Extrait cité:
_____

P RESENT à Paris à l'occasion de la remise de sa Légion d'honneur, par Valéry Giscard d'Estaing, notamment pour son action en faveur de la francophonie, le président américain d'Eli Lilly, Sidney Taurel, dans un français impeccable, a tenu à faire taire certains bruits faisant état de difficultés pour son groupe qui pourrait être affecté par l'expiration prochaine du brevet du Prozac.
Il est vrai que, dès l'été 2001 aux Etats-Unis et en janvier 2002 en France, des génériques de cet antidépresseur (qui a été prescrit à 40 millions de patients dans le monde depuis son lancement en 1986) devraient arriver sur le marché.
« Mais nous avons préparé avec soin cette échéance », commente Sidney Taurel. Ainsi, depuis cinq ans, cette année charnière, « appelée année X » chez Lilly, est l'objet de toutes les attentions et « nous nous sommes donnépour objectif de sortir de l'année X encore plus forts et comme l'entreprise pharmaceutique dont la croissance sera la plus rapide ». Pari tenu ? Sidney Taurel le croit fermement. « Nous investissons chaque année, dit-il, dans la recherche et le développement, 19 % de notre chiffre d'affaires. » Soit, pour la seule année 2000, 2 milliards de dollars (15,5 milliards de francs environ). « Ce qui correspond, poursuit-il, au cinquième budget de R & D de toute l'industrie pharmaceutique, et au premier si l'on compare les moyens consacrés à la recherche par rapport au chiffre d'affaires. »

_____

Contenu présenté:
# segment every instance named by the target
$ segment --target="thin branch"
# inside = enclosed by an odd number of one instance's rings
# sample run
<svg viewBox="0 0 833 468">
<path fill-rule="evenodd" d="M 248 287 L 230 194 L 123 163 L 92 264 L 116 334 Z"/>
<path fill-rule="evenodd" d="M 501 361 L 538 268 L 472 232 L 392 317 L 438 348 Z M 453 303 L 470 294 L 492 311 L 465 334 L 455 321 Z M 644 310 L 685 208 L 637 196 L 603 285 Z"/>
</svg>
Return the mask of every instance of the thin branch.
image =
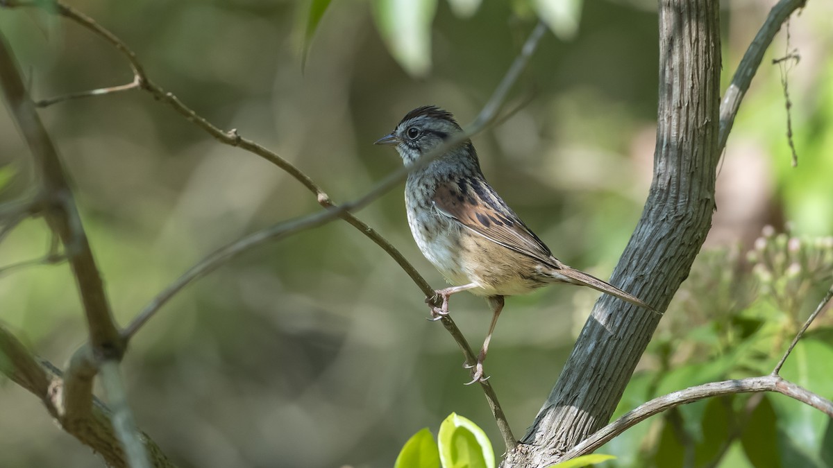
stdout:
<svg viewBox="0 0 833 468">
<path fill-rule="evenodd" d="M 798 55 L 796 51 L 790 50 L 790 20 L 786 20 L 786 43 L 784 46 L 786 49 L 786 54 L 781 57 L 772 60 L 773 65 L 778 65 L 778 68 L 781 71 L 781 90 L 784 92 L 784 111 L 786 113 L 786 141 L 787 144 L 790 145 L 790 151 L 792 152 L 792 167 L 798 167 L 798 152 L 796 151 L 796 141 L 793 138 L 792 133 L 792 100 L 790 99 L 790 84 L 789 78 L 787 77 L 790 73 L 791 66 L 795 63 L 798 64 L 801 57 Z M 789 62 L 789 63 L 788 63 Z"/>
<path fill-rule="evenodd" d="M 89 89 L 87 91 L 79 91 L 78 92 L 72 92 L 70 94 L 56 96 L 55 97 L 50 97 L 48 99 L 42 99 L 35 102 L 35 107 L 48 107 L 52 104 L 63 102 L 64 101 L 69 101 L 72 99 L 81 99 L 82 97 L 92 97 L 95 96 L 102 96 L 104 94 L 114 94 L 123 91 L 130 91 L 131 89 L 137 89 L 139 87 L 140 87 L 139 76 L 136 75 L 133 77 L 133 81 L 127 84 L 112 86 L 110 87 L 99 87 L 97 89 Z"/>
<path fill-rule="evenodd" d="M 119 372 L 118 362 L 109 360 L 99 366 L 102 387 L 112 411 L 111 421 L 116 436 L 124 447 L 130 468 L 150 468 L 147 452 L 139 437 L 139 429 L 127 404 L 127 395 Z"/>
<path fill-rule="evenodd" d="M 454 338 L 454 341 L 457 342 L 457 346 L 460 346 L 460 351 L 462 351 L 463 356 L 466 357 L 466 366 L 474 367 L 477 362 L 477 358 L 475 356 L 474 352 L 471 351 L 471 346 L 469 346 L 468 341 L 463 336 L 460 329 L 457 328 L 454 321 L 448 316 L 442 316 L 441 321 L 442 322 L 442 326 L 446 327 L 446 330 L 448 331 L 448 333 Z M 483 393 L 486 395 L 489 407 L 491 409 L 491 413 L 495 416 L 495 421 L 497 422 L 497 429 L 500 431 L 501 437 L 503 439 L 503 443 L 506 447 L 506 453 L 509 453 L 517 446 L 517 439 L 512 435 L 512 429 L 509 426 L 509 421 L 506 420 L 506 416 L 503 413 L 503 408 L 501 407 L 500 403 L 497 401 L 497 395 L 495 393 L 495 389 L 491 387 L 491 384 L 489 381 L 482 379 L 479 382 L 481 388 L 483 389 Z"/>
<path fill-rule="evenodd" d="M 100 363 L 110 363 L 112 366 L 122 358 L 125 341 L 122 340 L 113 320 L 103 282 L 87 242 L 81 217 L 78 215 L 57 152 L 26 92 L 17 62 L 2 35 L 0 35 L 0 85 L 12 116 L 28 144 L 36 167 L 40 172 L 47 203 L 44 217 L 52 231 L 60 237 L 64 246 L 84 306 L 90 346 L 84 346 L 73 356 L 63 381 L 63 398 L 59 400 L 64 411 L 62 424 L 67 431 L 81 431 L 80 428 L 94 424 L 93 421 L 101 416 L 92 411 L 92 381 Z M 52 245 L 54 246 L 55 243 Z M 117 386 L 114 381 L 120 379 L 117 373 L 113 376 L 111 372 L 107 376 L 107 382 L 105 383 L 112 387 Z M 118 385 L 121 385 L 121 382 Z M 129 413 L 129 408 L 126 405 L 120 410 L 120 415 L 123 415 L 124 412 Z M 126 442 L 139 437 L 135 427 L 127 427 L 124 425 L 119 427 L 120 435 L 122 433 L 121 430 L 122 427 L 134 431 L 132 435 L 124 438 Z M 126 445 L 126 449 L 131 451 L 132 447 Z M 117 441 L 110 448 L 111 451 L 117 453 L 120 450 Z M 138 458 L 129 456 L 128 460 L 132 466 L 140 468 L 149 466 L 147 458 L 143 465 Z M 137 461 L 139 465 L 132 463 L 134 460 Z"/>
<path fill-rule="evenodd" d="M 587 439 L 585 439 L 581 443 L 570 449 L 570 451 L 559 457 L 559 460 L 570 460 L 576 456 L 592 453 L 636 423 L 681 405 L 693 403 L 712 396 L 761 391 L 774 391 L 786 395 L 809 405 L 833 418 L 833 402 L 789 381 L 786 381 L 778 376 L 763 376 L 761 377 L 711 382 L 669 393 L 668 395 L 655 398 L 640 405 L 635 410 L 626 413 L 616 421 L 600 429 Z M 555 461 L 553 461 L 553 462 Z"/>
<path fill-rule="evenodd" d="M 112 415 L 107 406 L 93 397 L 90 417 L 82 420 L 68 418 L 63 410 L 64 394 L 67 391 L 63 373 L 48 361 L 32 356 L 2 325 L 0 363 L 0 372 L 41 400 L 55 421 L 68 434 L 100 454 L 108 466 L 130 466 L 110 422 Z M 150 455 L 152 466 L 174 466 L 147 434 L 140 432 L 140 441 Z"/>
<path fill-rule="evenodd" d="M 104 292 L 101 275 L 84 233 L 57 152 L 21 79 L 17 61 L 0 35 L 0 87 L 12 117 L 40 172 L 47 207 L 44 216 L 65 246 L 84 305 L 90 342 L 102 356 L 121 357 L 124 350 Z"/>
<path fill-rule="evenodd" d="M 718 152 L 722 152 L 726 147 L 726 140 L 729 139 L 729 132 L 731 132 L 732 125 L 735 123 L 735 117 L 737 116 L 737 110 L 741 107 L 749 85 L 752 82 L 752 77 L 758 71 L 761 62 L 764 58 L 764 52 L 770 47 L 772 39 L 781 29 L 790 16 L 799 8 L 803 8 L 806 0 L 781 0 L 772 9 L 770 10 L 766 21 L 755 36 L 752 43 L 749 45 L 746 52 L 743 55 L 737 71 L 732 77 L 731 82 L 723 95 L 723 101 L 721 102 L 721 126 L 720 137 L 718 139 Z"/>
<path fill-rule="evenodd" d="M 72 354 L 63 374 L 62 398 L 58 401 L 64 425 L 77 427 L 86 423 L 92 409 L 92 383 L 98 371 L 95 356 L 84 345 Z"/>
<path fill-rule="evenodd" d="M 7 7 L 41 6 L 40 4 L 36 2 L 15 2 L 13 0 L 4 0 L 3 2 L 0 2 L 0 5 L 2 4 L 5 4 L 5 6 Z M 72 18 L 79 24 L 82 24 L 85 27 L 102 36 L 107 42 L 113 44 L 120 52 L 124 53 L 125 56 L 127 57 L 127 60 L 131 63 L 131 67 L 133 69 L 135 76 L 134 81 L 139 82 L 143 89 L 146 89 L 148 92 L 150 92 L 157 99 L 165 102 L 168 105 L 172 106 L 175 111 L 183 115 L 189 121 L 192 121 L 194 123 L 196 123 L 197 126 L 202 127 L 203 130 L 207 132 L 209 134 L 211 134 L 212 137 L 214 137 L 220 142 L 232 146 L 241 147 L 243 149 L 249 151 L 250 152 L 261 156 L 262 157 L 264 157 L 265 159 L 273 162 L 274 164 L 276 164 L 277 166 L 278 166 L 279 167 L 288 172 L 290 175 L 294 177 L 297 180 L 301 182 L 309 190 L 316 193 L 317 200 L 319 203 L 322 204 L 322 206 L 325 207 L 333 207 L 333 205 L 330 201 L 329 196 L 327 196 L 323 191 L 322 191 L 320 187 L 318 187 L 318 186 L 315 184 L 312 181 L 312 179 L 310 179 L 309 177 L 304 174 L 302 171 L 300 171 L 299 169 L 297 169 L 297 167 L 287 162 L 286 160 L 281 158 L 276 153 L 267 150 L 266 148 L 255 143 L 254 142 L 251 142 L 249 140 L 241 137 L 237 130 L 232 130 L 230 132 L 222 132 L 219 128 L 212 125 L 206 119 L 200 117 L 194 111 L 192 111 L 192 109 L 188 108 L 184 104 L 182 104 L 182 102 L 180 102 L 172 93 L 165 92 L 161 87 L 156 85 L 154 82 L 147 79 L 147 77 L 144 72 L 143 67 L 137 59 L 135 53 L 133 53 L 129 49 L 129 47 L 127 47 L 127 45 L 124 44 L 124 42 L 122 42 L 120 39 L 118 39 L 118 37 L 117 37 L 114 34 L 112 34 L 104 27 L 98 25 L 92 18 L 83 15 L 82 13 L 80 13 L 79 12 L 74 10 L 70 7 L 63 5 L 62 3 L 60 2 L 56 2 L 55 6 L 58 14 Z M 459 136 L 459 137 L 457 138 L 453 138 L 452 141 L 450 141 L 446 142 L 445 145 L 442 145 L 441 147 L 436 148 L 435 152 L 432 152 L 431 154 L 426 155 L 425 157 L 421 158 L 421 161 L 417 162 L 416 164 L 412 165 L 410 168 L 403 167 L 399 171 L 395 172 L 390 177 L 387 177 L 382 182 L 377 184 L 373 190 L 372 190 L 363 197 L 359 198 L 358 200 L 356 200 L 355 202 L 347 203 L 346 205 L 342 205 L 342 207 L 332 207 L 332 209 L 328 210 L 327 212 L 324 212 L 323 213 L 317 213 L 316 215 L 308 217 L 308 219 L 306 222 L 307 226 L 307 228 L 312 227 L 313 226 L 320 226 L 321 224 L 323 224 L 324 222 L 327 222 L 331 219 L 334 219 L 336 217 L 346 219 L 352 226 L 360 229 L 362 232 L 365 233 L 366 236 L 373 240 L 374 242 L 382 246 L 389 255 L 391 255 L 397 261 L 397 262 L 403 268 L 403 270 L 405 270 L 405 271 L 407 272 L 409 276 L 411 276 L 412 279 L 413 279 L 413 281 L 416 283 L 416 285 L 420 287 L 420 289 L 422 290 L 423 293 L 425 293 L 426 296 L 429 297 L 432 296 L 433 291 L 428 286 L 427 282 L 425 281 L 425 280 L 416 272 L 416 269 L 413 268 L 413 266 L 407 260 L 405 260 L 405 258 L 399 253 L 399 251 L 397 251 L 393 247 L 393 246 L 390 244 L 390 242 L 388 242 L 386 239 L 384 239 L 380 235 L 376 233 L 375 231 L 372 230 L 366 224 L 364 224 L 357 218 L 353 217 L 349 212 L 349 211 L 357 210 L 364 206 L 367 206 L 368 203 L 370 203 L 371 202 L 379 197 L 383 193 L 389 191 L 394 186 L 402 182 L 407 176 L 409 171 L 412 171 L 416 169 L 417 167 L 423 167 L 424 165 L 426 165 L 432 159 L 437 157 L 438 156 L 444 153 L 446 151 L 456 146 L 456 144 L 459 144 L 460 142 L 468 139 L 474 134 L 484 129 L 491 122 L 493 122 L 496 118 L 497 112 L 500 110 L 500 107 L 501 107 L 503 102 L 506 100 L 506 95 L 511 89 L 515 82 L 517 80 L 517 77 L 520 76 L 521 72 L 526 67 L 526 64 L 529 62 L 529 58 L 535 52 L 535 49 L 537 47 L 537 44 L 541 37 L 546 32 L 546 27 L 544 25 L 544 23 L 542 22 L 539 22 L 538 24 L 533 29 L 529 38 L 525 42 L 521 53 L 518 55 L 517 57 L 516 57 L 512 65 L 507 71 L 506 76 L 503 77 L 503 80 L 501 80 L 501 83 L 496 88 L 495 92 L 491 96 L 491 98 L 484 106 L 483 109 L 478 114 L 477 117 L 475 119 L 472 124 L 467 127 L 466 132 L 465 132 L 464 135 Z M 303 220 L 298 220 L 297 222 L 299 225 L 303 224 L 302 222 L 303 222 Z M 274 229 L 274 227 L 273 227 L 273 228 L 270 228 L 267 231 L 272 231 L 272 229 Z M 300 229 L 300 228 L 296 228 L 296 229 Z M 290 231 L 291 230 L 287 230 L 287 232 L 283 233 L 283 235 L 288 235 L 293 232 L 297 232 L 297 231 L 292 231 L 292 232 Z M 277 236 L 279 234 L 280 232 L 277 232 L 272 234 L 272 236 Z M 267 233 L 267 237 L 268 237 L 270 235 Z M 256 233 L 254 236 L 257 237 L 257 233 Z M 253 240 L 254 239 L 252 239 L 251 236 L 247 239 L 242 239 L 241 240 L 242 243 L 238 244 L 238 246 L 245 245 Z M 263 240 L 265 240 L 265 238 Z M 252 245 L 256 245 L 257 243 L 259 243 L 259 241 L 255 241 Z M 223 249 L 221 249 L 221 251 Z M 242 250 L 239 251 L 242 251 Z M 236 251 L 235 251 L 234 248 L 232 249 L 232 251 L 226 251 L 225 253 L 221 251 L 218 251 L 217 252 L 213 254 L 211 256 L 211 258 L 218 259 L 224 257 L 224 255 L 226 254 L 228 254 L 229 256 L 231 256 L 237 253 Z M 207 258 L 206 260 L 208 259 Z M 215 260 L 215 261 L 217 261 L 217 260 Z M 184 286 L 191 280 L 195 279 L 208 272 L 213 268 L 216 268 L 217 266 L 218 263 L 212 264 L 211 261 L 208 262 L 201 261 L 200 264 L 195 266 L 195 267 L 192 267 L 191 270 L 188 271 L 188 272 L 181 276 L 180 279 L 177 280 L 177 281 L 176 281 L 173 285 L 166 289 L 166 291 L 163 291 L 161 295 L 157 296 L 157 297 L 154 299 L 152 304 L 148 307 L 146 307 L 146 309 L 139 314 L 139 316 L 137 317 L 137 319 L 135 319 L 133 322 L 132 322 L 131 326 L 128 326 L 128 328 L 124 331 L 122 336 L 126 338 L 126 341 L 127 339 L 129 339 L 129 337 L 136 332 L 138 327 L 141 326 L 141 325 L 143 324 L 145 321 L 147 321 L 147 320 L 152 315 L 155 310 L 157 310 L 158 307 L 161 306 L 161 305 L 163 304 L 165 301 L 167 301 L 173 294 L 175 294 L 176 291 L 181 290 L 182 287 L 184 287 Z M 189 277 L 190 279 L 187 279 Z M 183 281 L 183 280 L 185 281 Z M 446 324 L 446 328 L 448 328 L 449 325 L 446 323 L 446 321 L 443 321 L 444 324 Z M 450 322 L 450 325 L 452 327 L 452 329 L 456 330 L 456 326 L 453 324 L 453 322 Z M 458 340 L 457 336 L 459 336 L 461 338 L 462 337 L 461 334 L 459 333 L 459 330 L 456 330 L 456 334 L 452 333 L 452 336 L 454 336 L 455 339 L 457 340 L 458 344 L 461 346 L 461 348 L 468 347 L 468 344 L 465 342 L 465 340 L 463 340 L 462 342 L 461 342 Z M 469 351 L 470 351 L 469 354 L 471 354 L 471 350 Z M 467 356 L 466 359 L 468 360 L 469 357 Z M 509 431 L 508 429 L 509 427 L 508 423 L 506 423 L 506 418 L 502 414 L 502 411 L 501 410 L 500 405 L 496 401 L 496 397 L 495 397 L 494 391 L 491 388 L 491 385 L 485 386 L 484 391 L 486 393 L 486 398 L 489 400 L 490 406 L 492 407 L 494 416 L 496 419 L 498 420 L 498 426 L 501 428 L 501 434 L 503 435 L 504 439 L 506 441 L 507 450 L 511 450 L 512 447 L 514 447 L 515 440 L 511 435 L 511 431 Z M 511 444 L 510 444 L 510 441 L 511 441 Z"/>
<path fill-rule="evenodd" d="M 36 265 L 55 265 L 61 263 L 65 260 L 67 260 L 67 257 L 62 255 L 56 256 L 49 253 L 38 258 L 24 260 L 17 263 L 10 263 L 8 265 L 0 266 L 0 276 L 8 274 L 14 270 L 19 270 L 27 266 L 34 266 Z"/>
<path fill-rule="evenodd" d="M 810 316 L 807 317 L 806 321 L 804 322 L 804 326 L 802 326 L 801 329 L 798 331 L 798 333 L 796 334 L 796 337 L 793 338 L 792 342 L 790 343 L 790 347 L 786 349 L 786 351 L 784 352 L 784 356 L 781 356 L 781 361 L 778 361 L 775 369 L 772 370 L 772 374 L 771 374 L 771 376 L 777 376 L 778 373 L 781 372 L 781 369 L 784 366 L 784 362 L 786 361 L 786 358 L 789 357 L 790 353 L 792 352 L 792 350 L 796 347 L 798 341 L 804 336 L 804 332 L 810 327 L 810 324 L 813 323 L 816 317 L 819 316 L 819 314 L 824 311 L 825 306 L 827 306 L 827 303 L 831 301 L 831 298 L 833 298 L 833 285 L 831 285 L 830 289 L 827 290 L 827 294 L 826 294 L 824 298 L 821 299 L 821 301 L 819 302 L 819 305 L 816 307 L 816 310 L 813 311 L 813 313 L 810 314 Z"/>
</svg>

_____

Consigne 1: Dans l'article sur Eli Lilly et le Prozac, citez le passage qui va de « P RESENT à Paris » jusqu'à « sur le marché. ».
Consigne 2: Prolongez l'article sur Eli Lilly et le brevet du Prozac à la suite de sa dernière phrase.
Les entrées ne sont pas nécessaires.

Réponse 1:
P RESENT à Paris à l'occasion de la remise de sa Légion d'honneur, par Valéry Giscard d'Estaing, notamment pour son action en faveur de la francophonie, le président américain d'Eli Lilly, Sidney Taurel, dans un français impeccable, a tenu à faire taire certains bruits faisant état de difficultés pour son groupe qui pourrait être affecté par l'expiration prochaine du brevet du Prozac.
Il est vrai que, dès l'été 2001 aux Etats-Unis et en janvier 2002 en France, des génériques de cet antidépresseur (qui a été prescrit à 40 millions de patients dans le monde depuis son lancement en 1986) devraient arriver sur le marché.

Réponse 2:
Préserver l'indépendance
Cet effort particulier semble avoir porté ses fruits, puisque, depuis 1995, la firme américaine a mis sur le marché cinq produits innovants qui représentent aujourd'hui, à eux seuls, 41 % des ventes du groupe : Gemzar (gemcitabine) en oncologie ; Zyprexa (olanzapine) dans le domaine de la schizophrénie ; Evista (raloxifène) dans l'ostéoporose ; Humalong (insuline lispro) et Actos (pioglitazone) pour le diabète. Le succès de ces spécialités permettra d'amortir le choc qui pourrait être causé par l'expiration du brevet du Prozac, sans que la firme américaine soit obligée d'aliéner son indépendance. Car il n'est pas dans l'intention de Sydney Taurel de modifier la structure de l'entreprise en procédant à une quelconque fusion ou à des acquisitions. « Les produits les plus innovants, dit-il, sortent des laboratoires indépendants dans lesquels le potentiel humain est le plus performant, car les fusions et acquisitions ont souvent pour conséquence de diviser les équipes et les restructurations affaiblissent les efforts de recherche et de développement. »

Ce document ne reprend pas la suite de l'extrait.